=== DOCUMENT TEXT ===
And he is determined to keep that goodwill, particularly during the transition to new networks and systems.

"My primary priority in all of this is that the systems that are currently running are not degraded. There is an enormous risk that while you go through all of this change the level of service that people are getting could decline, and we can't afford to do that. So the top priority is to make sure that the services that people are used to, continue while we go through this change process," says Huntley.

"We'll achieve that by a lot of discussion and negotiating and liaison. For example I have just been down to Melbourne to talk to the Chief of Army's advisory committee. The aim is to just continue to keep the dialogue open between people, letting them know we need to be aware pretty quickly if there is a degradation of service so that we can get in there and fix it fast."In the Army, Navy and Air Force, already extant network management agencies will be responsible for maintaining service levels while networks are consolidated.

While the ultimate aim is a single homogenous network, at this stage Huntley says it is impossible to predict just when this will happen. For a start, there are no guarantees the budget will be there at any particular point in time to achieve it. Indeed, Huntley says he'll have to fight for his budget just like any other program manager, although the efficiency review did make the "powers-that-be" aware that it might require some level of up-front investment to achieve savings in the longer term.

But with Defence facing a huge Year 2000 liability, and a recognition even at the highest government level that the department might need to divert resources towards fixing that problem, some aspects of rationalisation and consolidation may just have to wait. There are also other priorities, like the need to rationalise the plethora of archaic human resource and payroll systems and the "very aged financial system" Huntley suspects won't be able to cope with accrual accounting at the turn of the century.

=== SUPPLIED ENTRIES ===

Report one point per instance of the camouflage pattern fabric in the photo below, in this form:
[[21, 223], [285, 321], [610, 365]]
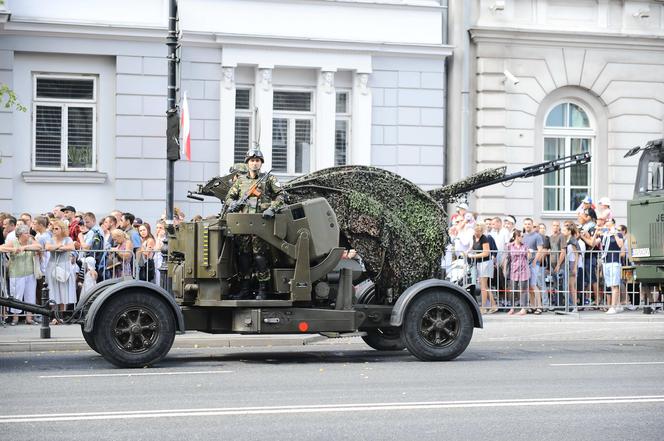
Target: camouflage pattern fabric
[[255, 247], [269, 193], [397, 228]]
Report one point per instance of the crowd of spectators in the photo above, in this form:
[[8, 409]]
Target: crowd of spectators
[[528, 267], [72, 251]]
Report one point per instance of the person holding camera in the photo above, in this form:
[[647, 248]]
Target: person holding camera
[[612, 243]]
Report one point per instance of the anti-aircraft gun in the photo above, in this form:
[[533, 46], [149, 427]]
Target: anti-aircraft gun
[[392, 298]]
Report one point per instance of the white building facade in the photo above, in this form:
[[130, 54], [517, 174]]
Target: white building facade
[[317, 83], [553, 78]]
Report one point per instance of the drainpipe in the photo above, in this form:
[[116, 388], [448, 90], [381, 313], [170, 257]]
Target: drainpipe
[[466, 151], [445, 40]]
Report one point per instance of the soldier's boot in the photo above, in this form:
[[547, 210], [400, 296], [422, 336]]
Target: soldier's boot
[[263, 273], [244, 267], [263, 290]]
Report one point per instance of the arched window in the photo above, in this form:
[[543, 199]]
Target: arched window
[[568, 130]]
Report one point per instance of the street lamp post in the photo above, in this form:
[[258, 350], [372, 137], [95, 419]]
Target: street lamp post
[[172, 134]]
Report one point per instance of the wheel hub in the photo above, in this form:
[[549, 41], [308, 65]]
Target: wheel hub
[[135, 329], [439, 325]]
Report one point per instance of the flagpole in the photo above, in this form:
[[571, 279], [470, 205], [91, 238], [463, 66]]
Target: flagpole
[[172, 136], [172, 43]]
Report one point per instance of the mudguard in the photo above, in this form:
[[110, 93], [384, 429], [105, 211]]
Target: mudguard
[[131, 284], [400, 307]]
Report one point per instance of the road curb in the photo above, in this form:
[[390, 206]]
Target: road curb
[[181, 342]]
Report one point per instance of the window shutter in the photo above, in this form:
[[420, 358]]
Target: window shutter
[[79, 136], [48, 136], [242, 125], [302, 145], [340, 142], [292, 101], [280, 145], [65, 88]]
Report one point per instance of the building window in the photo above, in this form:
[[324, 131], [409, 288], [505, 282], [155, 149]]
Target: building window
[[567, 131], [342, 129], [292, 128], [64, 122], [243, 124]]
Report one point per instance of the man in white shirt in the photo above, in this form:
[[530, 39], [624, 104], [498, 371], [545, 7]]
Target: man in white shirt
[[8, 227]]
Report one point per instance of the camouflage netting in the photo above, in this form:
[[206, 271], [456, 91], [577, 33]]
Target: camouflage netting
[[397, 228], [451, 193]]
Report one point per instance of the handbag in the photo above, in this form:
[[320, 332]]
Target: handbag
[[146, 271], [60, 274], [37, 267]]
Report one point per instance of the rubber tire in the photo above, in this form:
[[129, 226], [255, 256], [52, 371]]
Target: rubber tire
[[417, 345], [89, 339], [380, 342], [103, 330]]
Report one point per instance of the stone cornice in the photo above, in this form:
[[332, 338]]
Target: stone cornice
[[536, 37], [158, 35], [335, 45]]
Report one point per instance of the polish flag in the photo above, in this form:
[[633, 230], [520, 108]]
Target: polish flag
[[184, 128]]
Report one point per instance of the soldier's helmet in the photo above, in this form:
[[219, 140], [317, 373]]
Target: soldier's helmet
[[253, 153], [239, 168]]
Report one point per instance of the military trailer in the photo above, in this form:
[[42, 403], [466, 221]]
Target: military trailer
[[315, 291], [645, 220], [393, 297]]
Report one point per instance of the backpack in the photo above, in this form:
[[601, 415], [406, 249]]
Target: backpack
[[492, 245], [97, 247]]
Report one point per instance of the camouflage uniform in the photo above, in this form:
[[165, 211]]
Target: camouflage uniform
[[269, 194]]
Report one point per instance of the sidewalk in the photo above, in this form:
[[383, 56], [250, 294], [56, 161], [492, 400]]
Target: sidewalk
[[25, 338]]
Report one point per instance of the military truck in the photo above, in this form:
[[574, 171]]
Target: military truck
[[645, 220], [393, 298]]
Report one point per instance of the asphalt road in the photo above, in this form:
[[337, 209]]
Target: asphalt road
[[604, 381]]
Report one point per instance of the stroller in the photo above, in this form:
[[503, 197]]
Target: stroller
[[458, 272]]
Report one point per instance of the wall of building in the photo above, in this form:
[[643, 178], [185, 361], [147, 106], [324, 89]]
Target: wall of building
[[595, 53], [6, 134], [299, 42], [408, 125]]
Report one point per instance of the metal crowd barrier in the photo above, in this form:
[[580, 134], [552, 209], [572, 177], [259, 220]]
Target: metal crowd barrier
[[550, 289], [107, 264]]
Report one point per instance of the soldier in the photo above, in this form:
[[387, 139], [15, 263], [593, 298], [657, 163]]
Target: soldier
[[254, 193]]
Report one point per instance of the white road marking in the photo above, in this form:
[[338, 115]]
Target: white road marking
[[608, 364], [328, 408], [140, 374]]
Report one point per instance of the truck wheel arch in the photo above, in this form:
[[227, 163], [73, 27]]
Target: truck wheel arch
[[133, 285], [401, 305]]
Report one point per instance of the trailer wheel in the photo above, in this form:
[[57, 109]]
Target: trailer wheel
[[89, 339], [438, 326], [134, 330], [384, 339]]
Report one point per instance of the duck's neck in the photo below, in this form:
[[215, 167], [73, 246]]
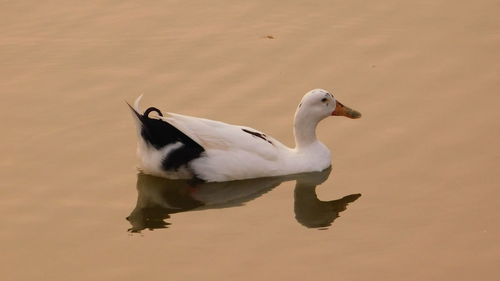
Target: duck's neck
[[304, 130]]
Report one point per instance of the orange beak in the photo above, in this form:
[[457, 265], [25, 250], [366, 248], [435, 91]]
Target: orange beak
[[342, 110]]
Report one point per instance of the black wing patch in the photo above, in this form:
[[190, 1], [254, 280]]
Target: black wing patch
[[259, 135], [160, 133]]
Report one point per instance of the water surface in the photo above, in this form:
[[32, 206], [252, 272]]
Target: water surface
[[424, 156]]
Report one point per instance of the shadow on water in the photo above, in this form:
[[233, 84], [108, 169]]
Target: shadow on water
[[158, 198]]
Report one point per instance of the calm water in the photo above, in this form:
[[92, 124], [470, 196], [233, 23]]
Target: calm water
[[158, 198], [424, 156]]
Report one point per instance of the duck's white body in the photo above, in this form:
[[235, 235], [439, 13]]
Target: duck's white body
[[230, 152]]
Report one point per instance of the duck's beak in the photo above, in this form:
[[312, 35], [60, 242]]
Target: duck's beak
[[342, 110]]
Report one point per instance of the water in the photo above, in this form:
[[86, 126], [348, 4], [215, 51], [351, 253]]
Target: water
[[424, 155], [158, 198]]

=== SHORT PROBLEM 1 ===
In the passage on Defence network consolidation, which city did Huntley visit to talk to the Chief of Army's advisory committee?
=== SHORT PROBLEM 2 ===
Copy the stretch of the passage on Defence network consolidation from "But with Defence" through "of the century.".
=== SHORT PROBLEM 3 ===
List every armed service named in the passage on Defence network consolidation.

=== EXERCISE ANSWER 1 ===
Melbourne

=== EXERCISE ANSWER 2 ===
But with Defence facing a huge Year 2000 liability, and a recognition even at the highest government level that the department might need to divert resources towards fixing that problem, some aspects of rationalisation and consolidation may just have to wait. There are also other priorities, like the need to rationalise the plethora of archaic human resource and payroll systems and the "very aged financial system" Huntley suspects won't be able to cope with accrual accounting at the turn of the century.

=== EXERCISE ANSWER 3 ===
Army, Navy, Air Force